- [Passage fourni]
Quant aux chanteurs, ils ont tous été à la mesure de la partition et du livret. Si Daniel Brenna installe, sans mièvrerie et en belle évolution, vocale et scénique, son personnage de rêveur, Helena Juntunen réussit en quelque sorte une double sinon triple composition. En effet, la (bonne) décision a été prise de confier à une seule interprète les rôles de la Princesse et de Gertraud (la sorcière et la bonne fée), ce qui permet à la soprano de multiplier la performance et les apparences vocales. Quelles présences -un pluriel bienvenu. J’ai été particulièrement sensible aussi au couple « réel » (en contraste avec celui d’abord rêvé par le rêveur) de Grete (Susanna Hurrell) et Hans (Allen Boxer), ainsi qu’au meunier d’Andrew Greenan et à l’aubergiste de Kaëlig Boché.

- [Liste des fiches]
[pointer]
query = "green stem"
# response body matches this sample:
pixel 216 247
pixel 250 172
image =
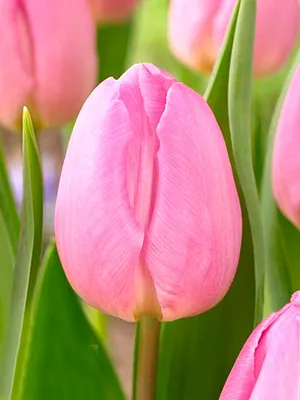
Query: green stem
pixel 147 346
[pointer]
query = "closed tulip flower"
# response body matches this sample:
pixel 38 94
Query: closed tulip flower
pixel 286 161
pixel 47 60
pixel 196 32
pixel 111 11
pixel 147 217
pixel 268 365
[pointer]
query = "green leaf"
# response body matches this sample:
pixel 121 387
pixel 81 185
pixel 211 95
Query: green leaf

- [Travail à faire]
A. Recopiez fidèlement le passage en commençant par « Quant aux chanteurs, ils » et en allant jusqu'à « de Kaëlig Boché. ».
B. Relevez dans le passage le nom de chacun des chanteurs cités.
Les fiches forment un matériau à part, distinct du passage.

- [Résultats successifs]
A.
Quant aux chanteurs, ils ont tous été à la mesure de la partition et du livret. Si Daniel Brenna installe, sans mièvrerie et en belle évolution, vocale et scénique, son personnage de rêveur, Helena Juntunen réussit en quelque sorte une double sinon triple composition. En effet, la (bonne) décision a été prise de confier à une seule interprète les rôles de la Princesse et de Gertraud (la sorcière et la bonne fée), ce qui permet à la soprano de multiplier la performance et les apparences vocales. Quelles présences -un pluriel bienvenu. J’ai été particulièrement sensible aussi au couple « réel » (en contraste avec celui d’abord rêvé par le rêveur) de Grete (Susanna Hurrell) et Hans (Allen Boxer), ainsi qu’au meunier d’Andrew Greenan et à l’aubergiste de Kaëlig Boché.

B.
Daniel Brenna
Helena Juntunen
Susanna Hurrell
Allen Boxer
Andrew Greenan
Kaëlig Boché